EXTRACTED TEXT:
*** Begin section ***

What You Didn't Know About Philadelphia's 1793 Yellow Fever Outbreak

Around the year 1668, a disease was introduced to the United States by way of New York City (via Jefferson Digital Commons) that was causing fever, severe liver disease, and yellowing of the skin. Patients vomited blood; the disease was fatal. A dangerous virus, yellow fever, had hit the shores of the United States, by way of the Caribbean. According to The Encyclopedia of Greater Philadelphia, yellow fever originated in Africa, making its way to the Caribbean by way of enslaved people carrying the virus on ships.

Over the next 100 years, outbreaks of yellow fever popped up all over the United States. And while it wouldn't be until 1905 that it was discovered that it was mosquitoes carrying yellow fever (via JAMA Network), the world still had to deal with the effects of the disease on the population.

According to The Encyclopedia of Greater Philadelphia, outbreaks occurred throughout the U.S. in the years of 1741, 1747 and 1762. Over the second half of 1762, yellow fever broke out in Philadelphia (via Varsity Tutor) but, by 1763 the virus was again under control and over the next several years, appeared that yellow fever had been conquered. That is, until 1793.

A century of outbreaks

For nearly three decades, yellow fever had been contained. But a "perfect storm" of events caused one of the worst pandemics of all time.

For one, Philadelphia was serving as the young nation's capital. People the world over were regularly visiting the city, bringing along with them any number of diseases. The influx of travelers was coupled with the fact that the summer of 1793 was one of the hottest on record, so bad that the American Society of Microbiology described the city like this: "A blanket of humidity covered the city, fed by putrid swamps that served as breeding grounds for the Aedes aegypti mosquito."

*** End section ***

STUDY MATERIAL:
*** Begin section ***

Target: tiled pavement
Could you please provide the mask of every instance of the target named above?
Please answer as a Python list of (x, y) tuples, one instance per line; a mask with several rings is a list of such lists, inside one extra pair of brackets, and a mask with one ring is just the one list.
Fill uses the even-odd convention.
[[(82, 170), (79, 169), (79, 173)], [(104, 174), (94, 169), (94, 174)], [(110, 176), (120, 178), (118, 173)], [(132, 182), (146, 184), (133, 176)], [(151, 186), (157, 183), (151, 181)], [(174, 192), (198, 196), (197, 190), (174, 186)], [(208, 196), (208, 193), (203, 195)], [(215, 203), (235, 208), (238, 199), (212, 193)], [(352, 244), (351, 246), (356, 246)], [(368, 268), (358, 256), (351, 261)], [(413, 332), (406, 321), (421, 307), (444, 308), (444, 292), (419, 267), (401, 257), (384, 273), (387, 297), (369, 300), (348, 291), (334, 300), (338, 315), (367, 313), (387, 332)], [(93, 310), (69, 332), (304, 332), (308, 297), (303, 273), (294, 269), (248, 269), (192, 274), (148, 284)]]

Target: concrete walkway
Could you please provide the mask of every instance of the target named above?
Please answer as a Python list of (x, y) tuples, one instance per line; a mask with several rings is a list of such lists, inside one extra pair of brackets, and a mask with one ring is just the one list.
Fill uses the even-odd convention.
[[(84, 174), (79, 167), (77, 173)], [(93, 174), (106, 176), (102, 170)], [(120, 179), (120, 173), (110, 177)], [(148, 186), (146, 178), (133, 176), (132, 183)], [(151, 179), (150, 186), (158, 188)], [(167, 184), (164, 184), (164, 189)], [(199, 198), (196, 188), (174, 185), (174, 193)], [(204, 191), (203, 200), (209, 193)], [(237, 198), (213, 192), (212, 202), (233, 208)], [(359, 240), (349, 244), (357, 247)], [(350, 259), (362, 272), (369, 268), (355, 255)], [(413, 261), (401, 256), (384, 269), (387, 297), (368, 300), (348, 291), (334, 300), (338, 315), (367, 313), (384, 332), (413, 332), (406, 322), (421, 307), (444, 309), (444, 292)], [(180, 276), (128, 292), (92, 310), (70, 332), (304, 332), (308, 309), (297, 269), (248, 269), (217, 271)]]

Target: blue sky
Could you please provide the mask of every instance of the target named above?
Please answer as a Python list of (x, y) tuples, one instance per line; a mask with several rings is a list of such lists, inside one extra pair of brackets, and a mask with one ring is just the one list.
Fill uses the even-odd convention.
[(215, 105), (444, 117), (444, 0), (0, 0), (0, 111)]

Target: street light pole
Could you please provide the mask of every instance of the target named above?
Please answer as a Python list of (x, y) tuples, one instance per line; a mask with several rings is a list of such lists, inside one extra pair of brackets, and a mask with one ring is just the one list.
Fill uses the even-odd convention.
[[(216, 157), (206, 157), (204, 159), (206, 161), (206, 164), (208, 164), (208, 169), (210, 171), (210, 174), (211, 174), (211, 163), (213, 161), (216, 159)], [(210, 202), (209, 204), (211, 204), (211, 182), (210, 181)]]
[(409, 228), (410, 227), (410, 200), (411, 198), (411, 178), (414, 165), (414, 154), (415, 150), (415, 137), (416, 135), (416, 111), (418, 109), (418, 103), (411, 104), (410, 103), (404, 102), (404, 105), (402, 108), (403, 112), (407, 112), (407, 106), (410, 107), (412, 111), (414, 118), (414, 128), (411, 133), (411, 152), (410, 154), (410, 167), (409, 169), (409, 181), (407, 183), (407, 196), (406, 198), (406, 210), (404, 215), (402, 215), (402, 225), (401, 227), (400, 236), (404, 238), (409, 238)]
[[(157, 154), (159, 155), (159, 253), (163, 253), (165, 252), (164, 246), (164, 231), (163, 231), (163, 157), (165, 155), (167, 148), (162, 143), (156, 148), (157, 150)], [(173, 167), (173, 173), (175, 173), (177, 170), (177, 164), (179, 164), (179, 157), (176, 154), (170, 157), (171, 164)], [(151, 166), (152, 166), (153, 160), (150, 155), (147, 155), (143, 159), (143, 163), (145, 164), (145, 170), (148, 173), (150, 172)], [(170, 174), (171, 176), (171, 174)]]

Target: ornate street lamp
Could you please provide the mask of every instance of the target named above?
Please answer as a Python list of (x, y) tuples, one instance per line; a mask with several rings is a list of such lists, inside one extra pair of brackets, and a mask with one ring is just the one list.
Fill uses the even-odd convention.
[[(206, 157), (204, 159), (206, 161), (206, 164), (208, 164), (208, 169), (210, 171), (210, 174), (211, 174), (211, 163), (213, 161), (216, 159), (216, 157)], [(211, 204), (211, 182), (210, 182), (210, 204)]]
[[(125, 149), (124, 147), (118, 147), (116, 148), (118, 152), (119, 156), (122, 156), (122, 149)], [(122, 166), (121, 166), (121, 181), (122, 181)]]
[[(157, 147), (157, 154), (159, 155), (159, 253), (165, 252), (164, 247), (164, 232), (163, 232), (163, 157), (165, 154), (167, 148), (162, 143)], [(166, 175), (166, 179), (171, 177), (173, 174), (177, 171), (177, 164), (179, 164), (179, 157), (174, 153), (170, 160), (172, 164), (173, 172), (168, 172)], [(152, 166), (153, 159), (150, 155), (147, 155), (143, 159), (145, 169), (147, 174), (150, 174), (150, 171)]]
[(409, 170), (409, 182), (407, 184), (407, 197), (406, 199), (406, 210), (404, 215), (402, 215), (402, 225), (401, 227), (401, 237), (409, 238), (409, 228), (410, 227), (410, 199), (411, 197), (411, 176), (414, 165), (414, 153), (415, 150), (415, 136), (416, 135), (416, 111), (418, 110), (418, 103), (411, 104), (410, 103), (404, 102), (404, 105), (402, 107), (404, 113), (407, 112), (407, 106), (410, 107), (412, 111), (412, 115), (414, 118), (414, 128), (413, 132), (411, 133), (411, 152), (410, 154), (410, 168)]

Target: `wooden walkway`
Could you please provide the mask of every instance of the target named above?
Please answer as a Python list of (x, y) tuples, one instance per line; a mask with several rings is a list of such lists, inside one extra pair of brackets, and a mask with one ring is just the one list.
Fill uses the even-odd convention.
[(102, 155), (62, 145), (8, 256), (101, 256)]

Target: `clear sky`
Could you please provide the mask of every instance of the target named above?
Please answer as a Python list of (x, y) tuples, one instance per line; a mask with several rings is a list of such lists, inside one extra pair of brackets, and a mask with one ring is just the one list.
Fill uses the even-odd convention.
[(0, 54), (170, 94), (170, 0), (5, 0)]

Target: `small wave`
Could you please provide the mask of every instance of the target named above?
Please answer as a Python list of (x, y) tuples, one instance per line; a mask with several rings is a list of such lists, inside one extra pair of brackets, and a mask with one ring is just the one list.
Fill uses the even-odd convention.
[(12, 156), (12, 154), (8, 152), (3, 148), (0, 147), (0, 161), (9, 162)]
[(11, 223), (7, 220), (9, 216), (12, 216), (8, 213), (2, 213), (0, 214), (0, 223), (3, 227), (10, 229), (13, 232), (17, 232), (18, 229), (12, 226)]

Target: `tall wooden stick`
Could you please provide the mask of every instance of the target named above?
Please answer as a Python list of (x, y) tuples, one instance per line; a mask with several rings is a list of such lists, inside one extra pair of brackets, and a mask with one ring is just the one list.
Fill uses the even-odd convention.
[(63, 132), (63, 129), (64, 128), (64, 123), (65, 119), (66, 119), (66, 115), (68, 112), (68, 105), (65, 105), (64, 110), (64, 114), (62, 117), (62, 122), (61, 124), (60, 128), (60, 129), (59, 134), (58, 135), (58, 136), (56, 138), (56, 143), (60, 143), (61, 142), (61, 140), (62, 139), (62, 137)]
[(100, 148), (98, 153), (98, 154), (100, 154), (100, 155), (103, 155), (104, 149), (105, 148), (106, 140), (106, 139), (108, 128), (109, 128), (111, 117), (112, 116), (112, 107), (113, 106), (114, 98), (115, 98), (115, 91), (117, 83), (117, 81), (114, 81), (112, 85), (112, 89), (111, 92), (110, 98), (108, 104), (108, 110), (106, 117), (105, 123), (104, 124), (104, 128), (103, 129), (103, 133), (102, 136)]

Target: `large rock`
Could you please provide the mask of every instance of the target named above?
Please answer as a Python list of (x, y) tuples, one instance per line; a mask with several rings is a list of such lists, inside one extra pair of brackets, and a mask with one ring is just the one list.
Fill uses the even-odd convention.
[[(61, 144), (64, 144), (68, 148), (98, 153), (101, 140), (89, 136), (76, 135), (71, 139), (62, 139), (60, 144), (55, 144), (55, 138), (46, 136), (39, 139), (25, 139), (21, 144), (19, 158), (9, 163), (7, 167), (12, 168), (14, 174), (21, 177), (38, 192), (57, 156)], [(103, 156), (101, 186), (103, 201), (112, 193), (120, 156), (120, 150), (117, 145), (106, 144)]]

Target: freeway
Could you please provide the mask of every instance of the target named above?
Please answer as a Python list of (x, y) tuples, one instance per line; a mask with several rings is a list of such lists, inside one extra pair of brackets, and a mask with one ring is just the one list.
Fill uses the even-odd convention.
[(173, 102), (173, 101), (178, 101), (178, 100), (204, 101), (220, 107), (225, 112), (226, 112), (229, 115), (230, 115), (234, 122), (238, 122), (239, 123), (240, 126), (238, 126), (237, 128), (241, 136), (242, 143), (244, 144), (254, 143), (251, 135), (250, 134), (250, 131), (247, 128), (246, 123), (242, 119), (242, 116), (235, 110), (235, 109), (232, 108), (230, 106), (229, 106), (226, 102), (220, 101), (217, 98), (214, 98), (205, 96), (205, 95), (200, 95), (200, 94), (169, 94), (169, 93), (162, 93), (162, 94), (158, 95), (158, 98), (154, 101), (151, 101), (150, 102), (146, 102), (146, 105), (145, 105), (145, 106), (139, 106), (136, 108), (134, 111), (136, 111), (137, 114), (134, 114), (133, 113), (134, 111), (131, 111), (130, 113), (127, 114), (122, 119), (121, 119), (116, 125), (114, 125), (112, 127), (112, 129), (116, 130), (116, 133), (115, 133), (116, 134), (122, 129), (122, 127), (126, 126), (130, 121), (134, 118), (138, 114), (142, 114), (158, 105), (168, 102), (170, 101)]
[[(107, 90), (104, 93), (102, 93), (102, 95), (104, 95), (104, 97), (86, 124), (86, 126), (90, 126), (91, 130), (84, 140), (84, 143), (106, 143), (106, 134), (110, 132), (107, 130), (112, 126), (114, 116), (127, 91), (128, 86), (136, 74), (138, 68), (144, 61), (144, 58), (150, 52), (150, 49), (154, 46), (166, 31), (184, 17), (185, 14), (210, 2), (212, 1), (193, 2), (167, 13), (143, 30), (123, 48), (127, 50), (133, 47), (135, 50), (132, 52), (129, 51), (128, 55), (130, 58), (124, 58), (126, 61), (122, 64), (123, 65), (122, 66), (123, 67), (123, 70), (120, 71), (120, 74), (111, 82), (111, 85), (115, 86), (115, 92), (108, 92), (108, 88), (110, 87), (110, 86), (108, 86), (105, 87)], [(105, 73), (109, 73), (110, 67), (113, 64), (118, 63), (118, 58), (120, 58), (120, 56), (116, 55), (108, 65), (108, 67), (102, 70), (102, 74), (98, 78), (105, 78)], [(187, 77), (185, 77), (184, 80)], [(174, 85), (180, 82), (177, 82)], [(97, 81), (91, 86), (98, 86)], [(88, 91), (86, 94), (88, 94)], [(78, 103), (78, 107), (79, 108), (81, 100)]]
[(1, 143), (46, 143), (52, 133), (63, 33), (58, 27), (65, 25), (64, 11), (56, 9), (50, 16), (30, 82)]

*** End section ***

CHECK YOUR UNDERSTANDING:
(1) List every source that the yellow fever article credits by name, giving each one once.
(2) Reproduce everything in the yellow fever article from "Over the next 100" down to "on the population.".

ANSWERS TO THE TASKS:
(1)
- Jefferson Digital Commons
- The Encyclopedia of Greater Philadelphia
- JAMA Network
- Varsity Tutor
- American Society of Microbiology

(2)
Over the next 100 years, outbreaks of yellow fever popped up all over the United States. And while it wouldn't be until 1905 that it was discovered that it was mosquitoes carrying yellow fever (via JAMA Network), the world still had to deal with the effects of the disease on the population.